:: Dataset excerpts ::

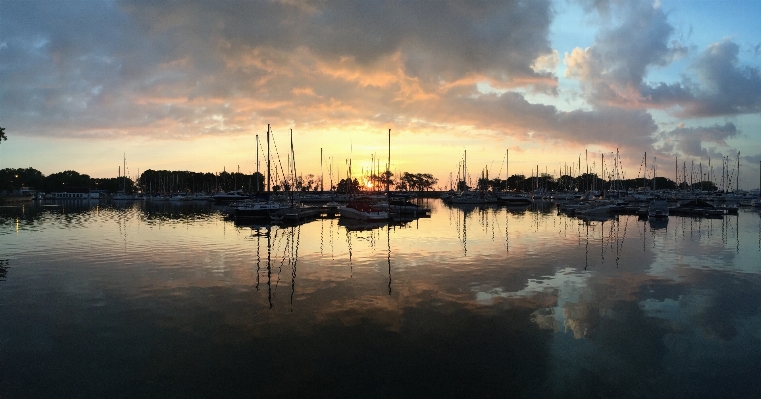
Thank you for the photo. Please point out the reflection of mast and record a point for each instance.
(507, 234)
(464, 233)
(586, 248)
(348, 242)
(269, 264)
(294, 259)
(258, 260)
(388, 241)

:::

● **Problem**
Could you format every line of the records above as a JSON list of strings, one string per line, with blank lines skipped and the pictures left out?

● **Reply to the exercise**
[
  "Thank you for the photo. Please point out the reflection of mast and record a point for each instance.",
  "(507, 234)",
  "(464, 233)",
  "(586, 248)",
  "(348, 242)",
  "(269, 264)",
  "(294, 259)",
  "(258, 260)",
  "(388, 241)"
]